## Your assignment
Your task is to copy the data exactly while leaving out every picture.

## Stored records
Start of Block
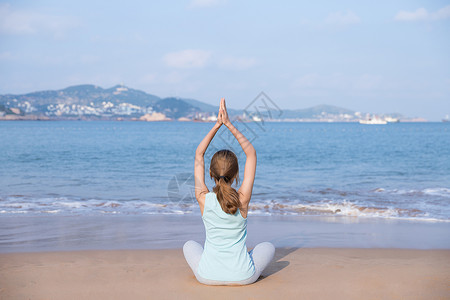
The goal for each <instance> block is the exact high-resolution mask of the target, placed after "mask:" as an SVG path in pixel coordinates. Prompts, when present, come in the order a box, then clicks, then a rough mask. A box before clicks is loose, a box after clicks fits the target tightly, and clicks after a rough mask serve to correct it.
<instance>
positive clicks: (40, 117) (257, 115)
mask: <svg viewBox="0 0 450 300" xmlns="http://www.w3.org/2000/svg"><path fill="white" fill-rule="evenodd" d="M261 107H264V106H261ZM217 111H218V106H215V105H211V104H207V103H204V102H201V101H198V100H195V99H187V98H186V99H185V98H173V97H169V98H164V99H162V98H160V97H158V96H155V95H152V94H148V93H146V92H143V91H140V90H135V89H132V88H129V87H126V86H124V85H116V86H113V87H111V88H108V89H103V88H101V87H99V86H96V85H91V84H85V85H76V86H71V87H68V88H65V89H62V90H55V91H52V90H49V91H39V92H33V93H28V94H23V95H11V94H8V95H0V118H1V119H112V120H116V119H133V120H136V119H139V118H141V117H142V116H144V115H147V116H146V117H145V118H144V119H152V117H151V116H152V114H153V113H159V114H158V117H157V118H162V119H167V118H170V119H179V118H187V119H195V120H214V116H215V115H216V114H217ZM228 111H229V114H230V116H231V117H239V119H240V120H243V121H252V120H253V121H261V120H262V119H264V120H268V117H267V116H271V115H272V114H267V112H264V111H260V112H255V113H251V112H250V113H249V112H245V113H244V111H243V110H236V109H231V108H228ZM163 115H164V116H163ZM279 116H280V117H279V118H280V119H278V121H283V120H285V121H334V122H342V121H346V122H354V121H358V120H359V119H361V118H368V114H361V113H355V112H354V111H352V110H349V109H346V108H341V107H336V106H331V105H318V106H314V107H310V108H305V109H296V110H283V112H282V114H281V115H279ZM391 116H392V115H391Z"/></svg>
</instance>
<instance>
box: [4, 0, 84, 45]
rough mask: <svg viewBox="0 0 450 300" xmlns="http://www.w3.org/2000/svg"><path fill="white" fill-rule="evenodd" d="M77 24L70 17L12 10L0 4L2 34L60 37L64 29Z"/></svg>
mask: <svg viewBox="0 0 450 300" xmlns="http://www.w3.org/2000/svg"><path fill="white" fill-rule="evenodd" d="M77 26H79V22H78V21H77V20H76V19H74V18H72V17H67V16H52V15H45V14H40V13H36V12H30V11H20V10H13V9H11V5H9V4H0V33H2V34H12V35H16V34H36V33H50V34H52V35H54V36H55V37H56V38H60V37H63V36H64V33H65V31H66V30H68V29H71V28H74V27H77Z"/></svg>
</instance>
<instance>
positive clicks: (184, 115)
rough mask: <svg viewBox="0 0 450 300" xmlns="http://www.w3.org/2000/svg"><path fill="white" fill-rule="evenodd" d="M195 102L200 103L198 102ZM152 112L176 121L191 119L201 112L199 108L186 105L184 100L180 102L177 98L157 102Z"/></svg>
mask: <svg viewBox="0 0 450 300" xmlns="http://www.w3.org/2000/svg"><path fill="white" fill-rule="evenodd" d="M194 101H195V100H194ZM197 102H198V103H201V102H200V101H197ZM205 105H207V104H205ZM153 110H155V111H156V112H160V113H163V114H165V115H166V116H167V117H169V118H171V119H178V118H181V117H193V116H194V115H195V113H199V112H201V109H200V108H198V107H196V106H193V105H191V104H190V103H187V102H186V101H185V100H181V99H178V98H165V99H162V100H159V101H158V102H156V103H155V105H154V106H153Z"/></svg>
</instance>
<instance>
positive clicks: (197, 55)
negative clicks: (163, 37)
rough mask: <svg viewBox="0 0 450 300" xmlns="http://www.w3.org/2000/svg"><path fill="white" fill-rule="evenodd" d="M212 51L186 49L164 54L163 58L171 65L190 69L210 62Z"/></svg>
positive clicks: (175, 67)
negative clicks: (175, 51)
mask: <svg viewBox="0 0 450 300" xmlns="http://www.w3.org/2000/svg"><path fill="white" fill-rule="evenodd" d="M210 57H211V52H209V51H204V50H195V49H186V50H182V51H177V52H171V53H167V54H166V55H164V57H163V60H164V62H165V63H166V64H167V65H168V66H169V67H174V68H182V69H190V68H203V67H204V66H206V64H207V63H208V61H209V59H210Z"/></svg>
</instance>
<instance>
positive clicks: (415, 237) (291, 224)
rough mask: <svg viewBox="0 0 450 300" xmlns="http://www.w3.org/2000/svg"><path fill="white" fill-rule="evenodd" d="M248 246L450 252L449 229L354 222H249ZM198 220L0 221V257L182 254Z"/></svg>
End of Block
## Solution below
The goal for each <instance> block is the exact high-resolution mask of the target, placed after "mask:" as an SVG path in pixel coordinates. Prompts, when present, come in the order a box, then clicks, then a rough mask. A box before clicks is loose, a box after clicks fits the target tightly, and clicks after a rough mask serve to correct it.
<instance>
positive clicks: (40, 117) (257, 115)
mask: <svg viewBox="0 0 450 300" xmlns="http://www.w3.org/2000/svg"><path fill="white" fill-rule="evenodd" d="M261 107H264V106H261ZM217 111H218V106H215V105H211V104H207V103H204V102H201V101H198V100H195V99H187V98H186V99H185V98H173V97H169V98H164V99H162V98H160V97H158V96H155V95H152V94H148V93H146V92H143V91H140V90H135V89H132V88H129V87H126V86H124V85H116V86H113V87H111V88H108V89H103V88H101V87H99V86H96V85H91V84H85V85H76V86H71V87H68V88H65V89H62V90H55V91H52V90H49V91H39V92H33V93H28V94H23V95H11V94H8V95H0V118H1V119H112V120H116V119H133V120H136V119H139V118H141V117H142V116H144V115H147V116H146V117H145V118H144V119H152V117H151V116H152V114H153V113H159V114H158V117H157V118H162V119H167V118H170V119H179V118H187V119H195V120H214V116H215V115H216V114H217ZM228 111H229V114H230V116H231V117H239V119H240V120H243V121H252V120H253V121H261V120H262V119H264V120H268V117H267V116H271V115H272V114H267V112H264V111H260V112H255V113H251V112H250V113H249V112H245V113H244V111H243V110H236V109H231V108H228ZM163 115H164V116H163ZM279 116H280V117H279V118H280V119H278V121H283V120H285V121H334V122H342V121H346V122H354V121H358V120H359V119H361V118H368V114H361V113H355V112H354V111H352V110H349V109H346V108H341V107H336V106H331V105H318V106H314V107H310V108H305V109H296V110H283V112H282V114H281V115H279ZM391 116H392V115H391Z"/></svg>
</instance>
<instance>
box: [4, 0, 84, 45]
rough mask: <svg viewBox="0 0 450 300" xmlns="http://www.w3.org/2000/svg"><path fill="white" fill-rule="evenodd" d="M77 24L70 17L12 10L0 4L2 34L60 37L64 29Z"/></svg>
mask: <svg viewBox="0 0 450 300" xmlns="http://www.w3.org/2000/svg"><path fill="white" fill-rule="evenodd" d="M77 26H79V22H78V21H77V20H76V19H74V18H72V17H67V16H52V15H45V14H40V13H36V12H30V11H20V10H13V9H11V5H9V4H0V33H2V34H12V35H16V34H36V33H50V34H52V35H54V36H55V37H56V38H60V37H63V36H64V33H65V31H66V30H68V29H71V28H74V27H77Z"/></svg>
</instance>
<instance>
positive clicks: (184, 115)
rough mask: <svg viewBox="0 0 450 300" xmlns="http://www.w3.org/2000/svg"><path fill="white" fill-rule="evenodd" d="M195 102L200 103L198 102ZM152 112L176 121L191 119L201 112L199 108L186 105L184 100L180 102L177 98L157 102Z"/></svg>
mask: <svg viewBox="0 0 450 300" xmlns="http://www.w3.org/2000/svg"><path fill="white" fill-rule="evenodd" d="M194 101H195V100H194ZM197 102H198V103H201V102H200V101H197ZM205 105H207V104H205ZM153 110H155V111H156V112H160V113H163V114H165V115H166V116H167V117H169V118H171V119H178V118H181V117H193V116H194V115H195V113H199V112H201V109H200V108H198V107H196V106H193V105H191V104H190V103H187V102H186V101H185V100H181V99H178V98H165V99H162V100H159V101H158V102H156V103H155V105H154V106H153Z"/></svg>
</instance>
<instance>
positive clicks: (197, 55)
negative clicks: (163, 37)
rough mask: <svg viewBox="0 0 450 300" xmlns="http://www.w3.org/2000/svg"><path fill="white" fill-rule="evenodd" d="M212 51L186 49L164 54L163 58L171 65L190 69L210 62Z"/></svg>
positive clicks: (175, 67)
negative clicks: (175, 51)
mask: <svg viewBox="0 0 450 300" xmlns="http://www.w3.org/2000/svg"><path fill="white" fill-rule="evenodd" d="M210 57H211V52H209V51H204V50H195V49H186V50H182V51H177V52H171V53H167V54H166V55H164V57H163V60H164V62H165V63H166V64H167V65H168V66H169V67H174V68H182V69H190V68H203V67H204V66H206V64H207V63H208V61H209V59H210Z"/></svg>
</instance>
<instance>
positive clicks: (415, 237) (291, 224)
rough mask: <svg viewBox="0 0 450 300" xmlns="http://www.w3.org/2000/svg"><path fill="white" fill-rule="evenodd" d="M248 246L450 252L449 229L354 222H249ZM198 220L0 221V257L182 254Z"/></svg>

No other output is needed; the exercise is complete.